▶ **TÂCHES À RÉALISER**
A – Indiquez si chaque affirmation concorde avec le texte sur la transmission des prénoms, par oui ou non, en citant mot pour mot les termes décisifs : (i) Autrefois, les parents choisissaient le prénom de leur enfant selon la mode. (ii) Guillaume Neulat et Berthomibe Fabre eurent 9 enfants dans les années 1640-1650. (iii) Tony Neulat se passionne pour la généalogie depuis l’âge de douze ans.
B – Traduisez en anglais, s'il vous plaît, cette phrase du texte sur la transmission des prénoms : « Le prénom n’était pas choisi mais légué. »
C – Prolongez le texte sur la transmission des prénoms de nos aïeux en reprenant juste après sa dernière phrase.

▶ **PASSAGE PRÉSENTÉ**
------------------------------

Quels prénoms pour nos aïeux ? Une affaire d’héritage…

Quels prénoms pour nos aïeux ?  Une affaire d’héritage…
Tony Neulat

Tony Neulat

Ceci est un guest post écrit par Tony Neulat. Passionné de généalogie depuis l’âge de douze ans, il est rédacteur dans la Revue française de généalogie et membre de la European Academy of Genealogy. Il partage, depuis 2009, son expérience et ses conseils à travers ses publications et ses formations. Il est également auteur du guide Retrouver ses ancêtres à Malte, publié en 2016 aux éditions Archives & Culture.

Si aujourd’hui, le prénom donné aux enfants résulte d’un choix des parents, en fonction de sa sonorité, de la mode ou des origines de la famille, il n’en était pas de même autrefois. Le prénom n’était pas choisi mais légué. Voyons les règles qui définissaient, en France, la transmission des prénoms, règles que tout généalogiste gagnera à connaître !

Une faible diversité des prénoms

Quiconque a parcouru les registres paroissiaux à la recherche de ses ancêtres s’est trouvé confronté au problème suivant : parmi les différents Jean Martin, Dupont ou Neulat présents dans les registres, lequel est mon ancêtre ? En effet, on ne peut manquer d’être surpris par l’étroitesse de l’éventail des prénoms sous l’Ancien Régime. Ceci, conjugué à la prédominance de certains patronymes, conduit à la coexistence de nombreux homonymes dans une même paroisse, mais également au sein d’une même famille puisqu’il n’est pas rare que plusieurs membres d’une fratrie portent le même prénom ! Pour exemple, je pourrais citer un couple d’ancêtres, Guillaume Neulat et Berthomibe Fabre, qui eurent 9 enfants dans les années 1640-1650 : 2 Pierre, 2 Jeanne, 4 Jean et 1 Antoine !

------------------------------

▶ **JEU DE DONNÉES**
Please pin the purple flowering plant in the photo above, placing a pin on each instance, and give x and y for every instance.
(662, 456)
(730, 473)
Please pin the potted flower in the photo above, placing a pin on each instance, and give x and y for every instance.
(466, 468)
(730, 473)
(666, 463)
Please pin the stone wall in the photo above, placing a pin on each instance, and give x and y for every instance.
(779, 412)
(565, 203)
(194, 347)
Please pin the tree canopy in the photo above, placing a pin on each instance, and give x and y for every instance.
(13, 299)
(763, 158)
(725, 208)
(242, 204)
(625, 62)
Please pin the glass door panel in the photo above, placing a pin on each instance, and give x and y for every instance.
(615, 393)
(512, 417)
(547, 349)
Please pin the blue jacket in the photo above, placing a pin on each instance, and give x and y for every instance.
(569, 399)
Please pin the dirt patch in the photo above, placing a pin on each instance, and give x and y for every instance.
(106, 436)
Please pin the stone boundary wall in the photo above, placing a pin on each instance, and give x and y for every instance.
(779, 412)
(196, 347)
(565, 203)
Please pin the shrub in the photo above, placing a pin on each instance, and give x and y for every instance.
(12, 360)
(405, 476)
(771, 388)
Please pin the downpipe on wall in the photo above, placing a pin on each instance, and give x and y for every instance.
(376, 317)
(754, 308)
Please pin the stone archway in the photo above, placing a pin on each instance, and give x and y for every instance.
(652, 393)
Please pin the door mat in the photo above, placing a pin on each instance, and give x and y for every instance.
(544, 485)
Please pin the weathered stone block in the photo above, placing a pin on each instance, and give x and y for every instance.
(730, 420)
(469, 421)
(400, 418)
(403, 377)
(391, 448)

------------------------------

▶ **RÉPONSES PAR TÂCHE**
A –
(i) Non : « Le prénom n’était pas choisi mais légué. »
(ii) Oui : « qui eurent 9 enfants dans les années 1640-1650 »
(iii) Oui : « Passionné de généalogie depuis l’âge de douze ans »

B – The first name was not chosen but handed down.

C –
Voilà une pratique qui peut dérouter de nos jours et qui devait donner lieu à quelques situations cocasses… Imaginez un père de famille, qui souhaite parler à sa fille et qui appelle : « Marie ! » et que trois personnes, sa femme et deux de ses filles, répondent : « Oui ? »… Heureusement que les sobriquets venaient à la rescousse. Cette tradition pouvait, à l’inverse, être particulièrement mal vécue par certains enfants qui portaient le même prénom qu’un aîné décédé en bas-âge. Etaient-ils considérés, par leurs parents comme un remplaçant, un substitut ? Vincent Van Gogh était-il tourmenté parce qu’il était né un an, jour pour jour, après le décès d’un frère aîné prénommé Vincent ? Salvador Dali disait quant à lui : « Avant ma naissance, venait de mourir de méningite un frère que mes parents adoraient. Quand je suis venu au monde, ils m’ont donné le même nom que lui, Salvador. À cause de cela, j’ai vécu toute mon enfance et toute mon adolescence en portant agrippé à mon corps et à mon âme l’image de mon frère mort… ».

Les tables décennales des naissances sont révélatrices des prénoms donnés aux enfants, dans une commune donnée et pendant une décennie déterminée. © AD46.

Les tables décennales des naissances sont révélatrices des prénoms donnés aux enfants, dans une commune donnée et pendant une décennie déterminée. © AD46.

Quoi qu’il en soit, cette habitude conduit à des chiffres incroyables : au XVIIIe siècle, 5 à 6 prénoms suffisent à désigner les deux tiers des garçons ou des filles d’un village ! Les hommes s’appelaient Jean, Pierre, Antoine, François, Joseph, Jacques, Guillaume, Charles, Louis, Etienne ou André tandis que les femmes se prénommaient Marie, Jeanne, Anne, Françoise, Catherine, Marguerite, Louise, Madeleine, Elisabeth… Vous êtes dubitatif ? Réalisez vos propres statistiques à l’échelle d’un village !

Comment expliquer une telle concentration des prénoms ?

Cette faible diversité des prénoms s’explique aisément par leur système d’attribution.

Primo, depuis le Concile de Trente (1545-1563), les parents étaient tenus de choisir le prénom de leurs enfants parmi les saints du calendrier, ce qui restreignait automatiquement le champ des possibles.

Calendrier de 1790. © Gallica.

Calendrier de 1790. © Gallica.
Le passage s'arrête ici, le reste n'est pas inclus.